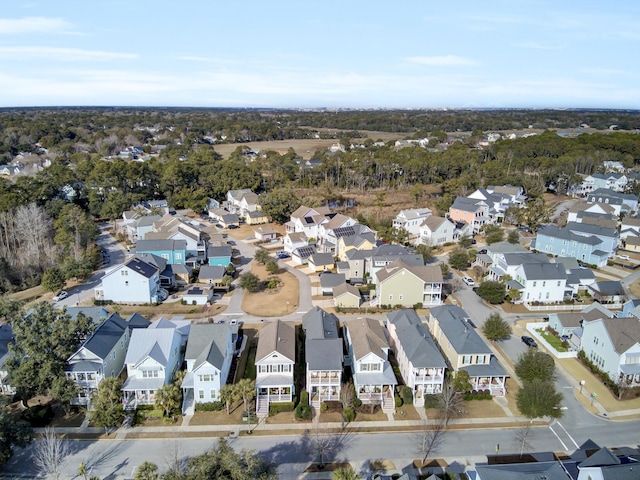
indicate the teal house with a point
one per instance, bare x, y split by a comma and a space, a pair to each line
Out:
173, 251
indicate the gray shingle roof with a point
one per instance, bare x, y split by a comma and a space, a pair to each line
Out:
207, 342
278, 337
463, 337
415, 340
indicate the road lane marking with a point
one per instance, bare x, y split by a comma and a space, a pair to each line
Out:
568, 435
554, 432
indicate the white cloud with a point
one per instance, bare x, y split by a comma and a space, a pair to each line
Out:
63, 54
443, 61
28, 25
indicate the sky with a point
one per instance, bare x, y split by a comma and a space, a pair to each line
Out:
320, 54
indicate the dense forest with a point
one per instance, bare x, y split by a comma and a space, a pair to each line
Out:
86, 176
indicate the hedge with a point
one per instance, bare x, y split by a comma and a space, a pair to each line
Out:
275, 408
210, 407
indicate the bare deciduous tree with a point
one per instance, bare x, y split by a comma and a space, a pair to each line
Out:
49, 453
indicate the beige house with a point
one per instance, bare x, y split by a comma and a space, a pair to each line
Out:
346, 296
401, 284
275, 362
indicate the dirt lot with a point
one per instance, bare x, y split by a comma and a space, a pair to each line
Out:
272, 303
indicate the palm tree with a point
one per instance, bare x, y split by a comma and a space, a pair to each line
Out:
228, 395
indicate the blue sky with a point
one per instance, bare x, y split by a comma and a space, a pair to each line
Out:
306, 53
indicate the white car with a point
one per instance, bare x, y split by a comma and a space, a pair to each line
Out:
61, 295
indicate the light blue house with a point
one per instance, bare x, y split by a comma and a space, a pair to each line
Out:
562, 242
173, 251
219, 256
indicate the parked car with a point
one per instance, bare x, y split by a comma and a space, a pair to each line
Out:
61, 295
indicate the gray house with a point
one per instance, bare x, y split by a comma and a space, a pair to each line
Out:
421, 364
324, 356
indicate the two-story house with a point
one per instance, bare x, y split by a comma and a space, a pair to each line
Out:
475, 212
323, 350
275, 362
613, 345
465, 349
173, 251
408, 285
410, 220
134, 282
100, 356
421, 363
368, 348
210, 349
152, 359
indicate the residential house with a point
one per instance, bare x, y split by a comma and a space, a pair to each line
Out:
6, 338
465, 349
219, 256
346, 296
540, 282
621, 202
436, 231
323, 352
307, 220
563, 242
610, 291
152, 359
368, 348
408, 285
265, 233
242, 202
421, 364
134, 282
173, 251
410, 220
301, 255
475, 212
328, 281
100, 356
355, 237
209, 353
256, 217
321, 262
294, 240
214, 276
275, 362
613, 345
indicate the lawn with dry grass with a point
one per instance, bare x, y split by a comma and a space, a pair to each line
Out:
272, 303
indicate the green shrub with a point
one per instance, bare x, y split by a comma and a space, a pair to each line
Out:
209, 407
349, 414
407, 395
275, 408
431, 401
38, 416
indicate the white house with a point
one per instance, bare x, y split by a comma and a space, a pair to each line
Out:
613, 345
152, 359
100, 356
210, 349
323, 350
410, 220
275, 362
421, 364
134, 282
368, 349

• • •

[To do]:
Only a number is wanted here. How many lines in the material contain "blue"?

[Reply]:
2